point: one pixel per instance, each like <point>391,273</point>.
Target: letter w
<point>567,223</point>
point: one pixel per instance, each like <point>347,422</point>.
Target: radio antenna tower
• • • • •
Repeat word for word every line from the one that holds "point: one pixel per instance, each like <point>347,422</point>." to the end. Both ends count.

■ Answer below:
point: one pixel per instance, each like <point>347,422</point>.
Target: radio antenna tower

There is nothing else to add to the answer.